— START DOCUMENT SEGMENT —
Two electronic magazines I encountered my first time out were called Sourcetrek and Mylar's Warp. Sourcetrek, subtitled "Journeys through the Electronic Void," is put out by "Sourcetronaut Dave," aka "Sourcevoid Dave." When you give The Source the command to connect you to Sourcetrek, you get a choice of menus on your screen, along with a list of different statistics about the choices — reading time, number of times read, the exact time it was last read. I selected the first "article," entitled "Hello," which went (in part) as follows:

Hello.

I am "Sourcevoid" Dave. David Hughes otherwise.

I was born in Colorado, descended from stubborn Welshmen who were never too loyal to the king. Which is probably why I am content being a maverick of sorts, with a Welsh imagination.

I live in Historic Old Colorado City at the base of 14,114 foot Pike's Peak.

I work out of my 1984 Electronic Cottage with a variety of microcomputer and telecommunications tools. . . .

I am a happily married middle-aged family man who has seen enough of Big Government, Big Industry, Big political Causes — either of the left or the right — to now prefer to operate a small business out of a small house, in a small neighborhood, working with small organizations, using a small computer to make it all possible.
— END DOCUMENT SEGMENT —
• SHORT EXERCISE 1:
Output the records starting at the line that contains "Every instance of the curved" and continuing through the end of the records, reproducing each line unchanged.
The text and the records have no connection to each other.
— START MATERIAL —
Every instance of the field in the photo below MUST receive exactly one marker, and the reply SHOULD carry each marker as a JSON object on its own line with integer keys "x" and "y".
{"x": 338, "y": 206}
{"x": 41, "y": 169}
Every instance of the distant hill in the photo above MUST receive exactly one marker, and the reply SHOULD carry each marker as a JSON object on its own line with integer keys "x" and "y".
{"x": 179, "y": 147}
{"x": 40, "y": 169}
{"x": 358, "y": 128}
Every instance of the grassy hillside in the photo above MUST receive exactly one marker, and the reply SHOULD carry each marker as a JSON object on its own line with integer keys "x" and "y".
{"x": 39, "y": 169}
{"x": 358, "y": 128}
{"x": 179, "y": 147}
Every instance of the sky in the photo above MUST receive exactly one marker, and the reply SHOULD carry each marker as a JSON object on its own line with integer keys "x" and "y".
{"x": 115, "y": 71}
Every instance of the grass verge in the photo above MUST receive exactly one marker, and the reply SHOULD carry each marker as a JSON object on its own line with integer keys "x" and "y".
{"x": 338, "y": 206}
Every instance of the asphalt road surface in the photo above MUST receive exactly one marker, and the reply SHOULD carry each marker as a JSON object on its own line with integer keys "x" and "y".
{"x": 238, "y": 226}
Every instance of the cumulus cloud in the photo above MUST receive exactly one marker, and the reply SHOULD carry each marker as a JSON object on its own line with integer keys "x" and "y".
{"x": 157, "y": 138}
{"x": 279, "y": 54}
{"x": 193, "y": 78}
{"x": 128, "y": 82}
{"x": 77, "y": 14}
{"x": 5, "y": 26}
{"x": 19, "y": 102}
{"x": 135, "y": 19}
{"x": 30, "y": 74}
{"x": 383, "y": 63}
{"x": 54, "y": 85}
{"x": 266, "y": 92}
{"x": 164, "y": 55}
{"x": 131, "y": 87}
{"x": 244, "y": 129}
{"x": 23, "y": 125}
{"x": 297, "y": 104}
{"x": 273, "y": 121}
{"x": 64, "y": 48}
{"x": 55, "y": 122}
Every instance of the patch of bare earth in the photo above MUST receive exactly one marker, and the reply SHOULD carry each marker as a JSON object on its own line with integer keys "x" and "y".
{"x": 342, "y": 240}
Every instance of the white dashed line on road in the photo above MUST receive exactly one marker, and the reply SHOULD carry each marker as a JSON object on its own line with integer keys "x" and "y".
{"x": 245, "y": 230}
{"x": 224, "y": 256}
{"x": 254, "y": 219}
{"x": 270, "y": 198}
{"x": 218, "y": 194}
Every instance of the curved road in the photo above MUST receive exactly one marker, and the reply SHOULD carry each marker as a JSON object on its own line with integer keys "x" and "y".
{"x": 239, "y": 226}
— END MATERIAL —
• SHORT EXERCISE 2:
From the Sourcetrek passage, give again the part that begins at the words "I am a happily" and ends after "it all possible.", swapping "neighborhood" for "town".

• COMPLETE ANSWER 1:
Every instance of the curved road in the photo above MUST receive exactly one marker, and the reply SHOULD carry each marker as a JSON object on its own line with integer keys "x" and "y".
{"x": 239, "y": 226}

• COMPLETE ANSWER 2:
I am a happily married middle-aged family man who has seen enough of Big Government, Big Industry, Big political Causes — either of the left or the right — to now prefer to operate a small business out of a small house, in a small town, working with small organizations, using a small computer to make it all possible.